REQUEST 1: In the passage on the EMA lease dispute, what city did the EMA's headquarters move to in March 2019?

READING PASSAGE:
The point at issue was the EMA’s attempt to prove that its lease was frustrated by Brexit and should therefore be terminated. Had the judge agreed with the EMA, there would have been a danger that tenants, looking for a reason to exit a lease arrangement, could argue that Brexit constituted a frustrating event.
EMA must relocate to EU country
The EMA had agreed to enter into a 25-year lease with Canary Wharf in 2011, two years before David Cameron announced his intention to hold a referendum. The lease was granted in 2014, after the referendum was formally announced. Although the lease did not contain a break clause, it did contain the standard alienation clauses including the right to assign or sub-let. Following the referendum result, the EMA told the landlord that it would be seeking to terminate the lease on the basis of frustration of the contract because, as an EU agency, it would be illegal to be based in a non-EU country following the UK’s exit. This argument was reinforced by the EU announcement in 2018 that the EMA was legally required to relocate to an EU country (their HQ moved to Amsterdam in March 2019). In addition to the purported illegality of the EMA remaining in London, the EMA’s desire to divest itself of its lessee obligations was also shaped by the fact that continuing the lease would reportedly cost the EMA around £500m.
Proving frustration is difficult
In court, frustration of a contract was considered at length. To frustrate a contract, an event has to occur that fundamentally changes the performance of a contract so that it would be unjust for both parties to continue to abide by it. Proving frustration is very difficult – and unusual, particularly in the case of leases. Just because a contract becomes more expensive or more onerous to perform does not amount to frustration. The judge considered five commonly held scenarios in which the UK might leave the EU against which to test the principle of frustration, with ‘no-deal’ being treated as the most onerous. In the event, the judge ruled that a no-deal would not frustrate the lease so, on that basis, he considered that the other scenarios would also fail. The EMA’s claim that Brexit was a frustrating event because it meant the EMA was no longer able to stay in the UK, and because it made the cost of honouring their lease prohibitively expensive, was incorrect. Although the EMA had willingly entered into a 25 year lease without a break clause, it had included alienation clauses which indicated it had accepted the risk that changing circumstances over that period might well alter their ability to stay.

REQUEST 2: How many lines in the entries contain the word "front"? Reply with the number alone.

DATA:

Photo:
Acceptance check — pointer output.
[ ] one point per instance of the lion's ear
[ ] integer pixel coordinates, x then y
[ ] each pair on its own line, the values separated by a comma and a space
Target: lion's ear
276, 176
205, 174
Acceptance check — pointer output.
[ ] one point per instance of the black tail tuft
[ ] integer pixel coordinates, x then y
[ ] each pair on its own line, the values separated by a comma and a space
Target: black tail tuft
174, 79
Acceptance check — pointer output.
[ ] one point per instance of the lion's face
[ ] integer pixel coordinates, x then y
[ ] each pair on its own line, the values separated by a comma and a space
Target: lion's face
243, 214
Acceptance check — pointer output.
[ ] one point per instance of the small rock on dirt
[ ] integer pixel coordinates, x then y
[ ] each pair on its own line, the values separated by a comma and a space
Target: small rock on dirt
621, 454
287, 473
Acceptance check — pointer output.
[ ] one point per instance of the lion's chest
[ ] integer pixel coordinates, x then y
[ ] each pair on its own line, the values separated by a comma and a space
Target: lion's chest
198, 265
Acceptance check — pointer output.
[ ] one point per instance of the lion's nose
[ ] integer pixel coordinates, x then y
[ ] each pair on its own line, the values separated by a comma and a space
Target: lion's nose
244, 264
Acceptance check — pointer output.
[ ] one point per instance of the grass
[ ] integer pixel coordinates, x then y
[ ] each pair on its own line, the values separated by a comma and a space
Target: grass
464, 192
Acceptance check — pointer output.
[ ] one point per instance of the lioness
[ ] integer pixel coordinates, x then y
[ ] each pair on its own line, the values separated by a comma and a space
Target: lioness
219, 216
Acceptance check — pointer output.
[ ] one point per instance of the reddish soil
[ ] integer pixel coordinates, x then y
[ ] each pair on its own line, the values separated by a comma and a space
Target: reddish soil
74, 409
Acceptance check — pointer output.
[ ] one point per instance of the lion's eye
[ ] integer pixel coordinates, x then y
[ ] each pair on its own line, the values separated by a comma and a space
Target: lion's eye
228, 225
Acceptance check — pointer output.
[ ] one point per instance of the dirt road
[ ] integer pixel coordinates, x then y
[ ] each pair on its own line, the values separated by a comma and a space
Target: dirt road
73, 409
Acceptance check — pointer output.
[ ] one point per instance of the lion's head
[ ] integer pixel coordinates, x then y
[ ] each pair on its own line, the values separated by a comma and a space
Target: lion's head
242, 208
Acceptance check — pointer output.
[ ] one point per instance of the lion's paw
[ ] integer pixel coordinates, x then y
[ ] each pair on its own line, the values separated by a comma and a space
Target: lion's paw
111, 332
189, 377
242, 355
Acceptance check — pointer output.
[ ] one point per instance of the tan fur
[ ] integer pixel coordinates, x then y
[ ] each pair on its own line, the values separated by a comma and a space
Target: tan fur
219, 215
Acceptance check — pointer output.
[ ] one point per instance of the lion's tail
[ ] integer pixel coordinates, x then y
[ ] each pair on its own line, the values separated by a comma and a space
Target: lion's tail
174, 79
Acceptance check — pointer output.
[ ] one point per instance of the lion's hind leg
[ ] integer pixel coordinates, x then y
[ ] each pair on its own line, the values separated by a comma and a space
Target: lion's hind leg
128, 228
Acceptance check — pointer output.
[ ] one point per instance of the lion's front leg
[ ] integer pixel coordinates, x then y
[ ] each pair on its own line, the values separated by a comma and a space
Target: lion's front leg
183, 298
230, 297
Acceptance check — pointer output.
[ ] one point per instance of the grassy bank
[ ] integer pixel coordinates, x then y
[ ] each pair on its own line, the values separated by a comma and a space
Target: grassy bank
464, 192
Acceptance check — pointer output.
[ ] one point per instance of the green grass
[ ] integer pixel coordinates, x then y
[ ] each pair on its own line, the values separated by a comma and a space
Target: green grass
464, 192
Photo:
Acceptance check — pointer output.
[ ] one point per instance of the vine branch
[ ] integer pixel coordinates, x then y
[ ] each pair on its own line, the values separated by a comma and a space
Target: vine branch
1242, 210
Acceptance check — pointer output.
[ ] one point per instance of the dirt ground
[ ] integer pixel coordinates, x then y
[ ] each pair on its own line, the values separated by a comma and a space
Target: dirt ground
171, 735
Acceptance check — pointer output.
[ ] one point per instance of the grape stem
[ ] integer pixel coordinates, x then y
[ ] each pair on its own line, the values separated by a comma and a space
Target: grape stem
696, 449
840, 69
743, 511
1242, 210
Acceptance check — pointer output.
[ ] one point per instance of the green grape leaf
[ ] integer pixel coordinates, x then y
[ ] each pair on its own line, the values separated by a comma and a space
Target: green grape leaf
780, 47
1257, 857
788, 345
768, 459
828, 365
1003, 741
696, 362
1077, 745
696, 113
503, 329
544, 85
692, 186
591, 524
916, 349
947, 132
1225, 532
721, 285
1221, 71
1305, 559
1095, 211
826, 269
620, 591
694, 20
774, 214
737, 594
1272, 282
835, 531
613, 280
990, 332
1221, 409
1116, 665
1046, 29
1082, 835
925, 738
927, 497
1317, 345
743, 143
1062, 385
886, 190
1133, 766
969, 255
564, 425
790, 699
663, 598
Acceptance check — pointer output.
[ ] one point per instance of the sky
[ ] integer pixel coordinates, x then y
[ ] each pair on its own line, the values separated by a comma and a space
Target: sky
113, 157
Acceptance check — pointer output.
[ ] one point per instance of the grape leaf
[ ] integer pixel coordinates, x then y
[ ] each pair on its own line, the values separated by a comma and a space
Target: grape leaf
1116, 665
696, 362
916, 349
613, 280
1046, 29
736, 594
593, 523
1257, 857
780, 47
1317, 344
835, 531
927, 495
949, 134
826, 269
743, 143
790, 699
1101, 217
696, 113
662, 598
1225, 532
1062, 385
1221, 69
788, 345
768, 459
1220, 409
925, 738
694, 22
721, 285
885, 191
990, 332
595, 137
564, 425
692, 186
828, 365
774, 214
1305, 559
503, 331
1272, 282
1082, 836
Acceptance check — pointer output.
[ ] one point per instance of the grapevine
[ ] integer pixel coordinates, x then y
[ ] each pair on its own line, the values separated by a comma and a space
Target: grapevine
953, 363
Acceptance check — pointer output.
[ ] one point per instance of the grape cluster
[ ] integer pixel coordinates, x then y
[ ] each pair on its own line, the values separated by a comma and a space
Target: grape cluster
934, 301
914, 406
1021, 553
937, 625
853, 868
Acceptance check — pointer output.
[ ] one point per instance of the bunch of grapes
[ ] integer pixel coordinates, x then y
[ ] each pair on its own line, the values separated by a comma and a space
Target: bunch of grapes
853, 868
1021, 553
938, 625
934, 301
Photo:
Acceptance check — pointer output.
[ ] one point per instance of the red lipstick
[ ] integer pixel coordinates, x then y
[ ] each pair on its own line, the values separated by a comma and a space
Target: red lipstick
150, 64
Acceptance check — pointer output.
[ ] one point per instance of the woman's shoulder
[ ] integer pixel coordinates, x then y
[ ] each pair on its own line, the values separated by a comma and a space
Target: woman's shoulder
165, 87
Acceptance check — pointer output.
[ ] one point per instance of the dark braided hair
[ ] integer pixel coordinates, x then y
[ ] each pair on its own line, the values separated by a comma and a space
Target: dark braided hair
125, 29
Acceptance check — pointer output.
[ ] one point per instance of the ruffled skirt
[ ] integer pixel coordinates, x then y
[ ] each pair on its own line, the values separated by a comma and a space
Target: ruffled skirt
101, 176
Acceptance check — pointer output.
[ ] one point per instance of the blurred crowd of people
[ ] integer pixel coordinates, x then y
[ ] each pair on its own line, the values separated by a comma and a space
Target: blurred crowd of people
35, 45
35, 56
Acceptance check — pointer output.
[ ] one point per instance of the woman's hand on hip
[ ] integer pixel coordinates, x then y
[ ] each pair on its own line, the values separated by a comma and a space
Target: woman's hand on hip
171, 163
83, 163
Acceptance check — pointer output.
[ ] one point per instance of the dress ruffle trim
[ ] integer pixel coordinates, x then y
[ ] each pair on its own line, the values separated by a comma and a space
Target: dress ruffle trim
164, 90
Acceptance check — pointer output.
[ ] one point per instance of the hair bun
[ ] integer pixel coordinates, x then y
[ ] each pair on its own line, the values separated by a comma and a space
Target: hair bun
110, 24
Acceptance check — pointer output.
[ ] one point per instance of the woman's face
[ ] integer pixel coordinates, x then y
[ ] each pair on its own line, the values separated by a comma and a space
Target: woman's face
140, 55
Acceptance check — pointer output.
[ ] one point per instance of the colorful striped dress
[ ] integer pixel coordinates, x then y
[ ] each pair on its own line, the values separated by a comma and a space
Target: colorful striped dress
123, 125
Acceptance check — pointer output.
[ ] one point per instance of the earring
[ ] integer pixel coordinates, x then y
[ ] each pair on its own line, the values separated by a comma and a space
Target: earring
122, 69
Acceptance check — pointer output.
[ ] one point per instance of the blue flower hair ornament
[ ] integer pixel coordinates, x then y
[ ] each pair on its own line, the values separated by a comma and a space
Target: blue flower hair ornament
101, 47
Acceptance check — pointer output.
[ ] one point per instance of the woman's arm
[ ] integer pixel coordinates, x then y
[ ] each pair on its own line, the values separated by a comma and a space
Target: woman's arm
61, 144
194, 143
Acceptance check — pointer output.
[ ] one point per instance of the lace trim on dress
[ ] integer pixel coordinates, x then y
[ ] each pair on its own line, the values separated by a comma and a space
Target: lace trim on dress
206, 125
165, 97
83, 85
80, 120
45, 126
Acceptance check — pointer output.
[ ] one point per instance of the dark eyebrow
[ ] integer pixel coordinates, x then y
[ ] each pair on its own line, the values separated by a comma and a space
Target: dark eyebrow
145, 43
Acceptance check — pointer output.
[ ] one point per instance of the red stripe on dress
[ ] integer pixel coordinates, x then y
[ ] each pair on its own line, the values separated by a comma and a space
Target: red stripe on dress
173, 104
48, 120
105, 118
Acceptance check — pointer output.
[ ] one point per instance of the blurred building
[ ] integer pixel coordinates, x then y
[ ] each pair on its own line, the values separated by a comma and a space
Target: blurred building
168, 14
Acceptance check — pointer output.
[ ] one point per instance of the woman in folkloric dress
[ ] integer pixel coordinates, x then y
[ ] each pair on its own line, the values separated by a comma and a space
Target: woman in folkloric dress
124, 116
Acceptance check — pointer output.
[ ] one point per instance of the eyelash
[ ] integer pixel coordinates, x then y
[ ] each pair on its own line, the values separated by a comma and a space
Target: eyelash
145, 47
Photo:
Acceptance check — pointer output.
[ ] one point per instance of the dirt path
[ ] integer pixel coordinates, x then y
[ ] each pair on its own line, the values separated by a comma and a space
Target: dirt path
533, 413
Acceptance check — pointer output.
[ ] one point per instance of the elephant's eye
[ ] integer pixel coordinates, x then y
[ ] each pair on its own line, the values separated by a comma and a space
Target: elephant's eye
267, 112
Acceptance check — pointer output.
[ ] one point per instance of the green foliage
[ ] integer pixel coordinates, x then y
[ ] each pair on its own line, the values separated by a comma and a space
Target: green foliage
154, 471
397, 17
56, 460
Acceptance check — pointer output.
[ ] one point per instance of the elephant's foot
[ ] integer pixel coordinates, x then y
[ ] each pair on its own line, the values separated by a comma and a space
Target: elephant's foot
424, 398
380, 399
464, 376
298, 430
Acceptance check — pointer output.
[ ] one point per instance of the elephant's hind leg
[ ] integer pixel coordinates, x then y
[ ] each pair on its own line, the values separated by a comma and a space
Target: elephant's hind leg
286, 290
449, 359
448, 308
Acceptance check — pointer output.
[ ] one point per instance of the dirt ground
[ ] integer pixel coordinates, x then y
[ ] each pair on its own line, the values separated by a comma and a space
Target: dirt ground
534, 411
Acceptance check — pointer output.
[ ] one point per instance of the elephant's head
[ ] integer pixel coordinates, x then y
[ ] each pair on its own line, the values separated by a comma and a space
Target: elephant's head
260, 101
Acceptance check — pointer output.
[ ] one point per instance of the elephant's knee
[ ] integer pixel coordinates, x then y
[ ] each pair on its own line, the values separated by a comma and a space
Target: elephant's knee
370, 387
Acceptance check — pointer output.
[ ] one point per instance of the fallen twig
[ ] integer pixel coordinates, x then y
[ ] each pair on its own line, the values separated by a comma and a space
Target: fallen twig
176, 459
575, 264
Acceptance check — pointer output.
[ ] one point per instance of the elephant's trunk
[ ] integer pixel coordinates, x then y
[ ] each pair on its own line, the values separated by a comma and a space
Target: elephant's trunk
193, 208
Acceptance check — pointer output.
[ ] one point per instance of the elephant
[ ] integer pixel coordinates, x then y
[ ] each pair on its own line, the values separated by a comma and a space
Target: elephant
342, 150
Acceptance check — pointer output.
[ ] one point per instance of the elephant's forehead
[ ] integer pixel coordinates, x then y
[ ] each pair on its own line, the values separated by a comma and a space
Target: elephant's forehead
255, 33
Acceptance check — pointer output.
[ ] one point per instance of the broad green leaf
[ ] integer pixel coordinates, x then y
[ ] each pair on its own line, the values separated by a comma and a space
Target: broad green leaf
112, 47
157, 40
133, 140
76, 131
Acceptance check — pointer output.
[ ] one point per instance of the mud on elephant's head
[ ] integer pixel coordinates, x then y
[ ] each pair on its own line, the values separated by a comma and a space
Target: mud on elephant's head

PROBLEM SOLUTION 1: Amsterdam

PROBLEM SOLUTION 2: 2